— TO BE DONE —
Please reproduce the data below word for word, leaving out the pictures.

— RAW DATA —
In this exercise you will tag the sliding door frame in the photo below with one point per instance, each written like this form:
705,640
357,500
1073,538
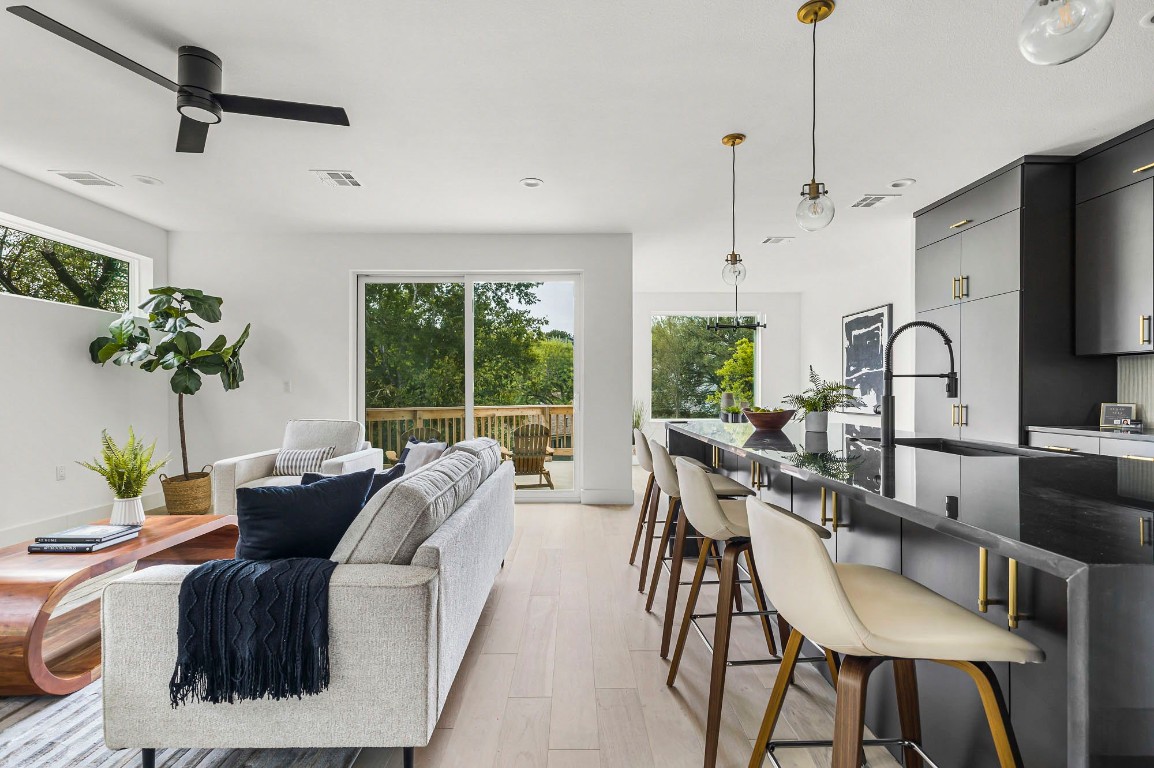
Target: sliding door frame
360,278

— THE RESPONSE —
In this exercise you will tag the sliding door frame in the photo below with one point per instance, each written like this form:
705,640
357,500
1073,538
Target: sliding door frame
360,278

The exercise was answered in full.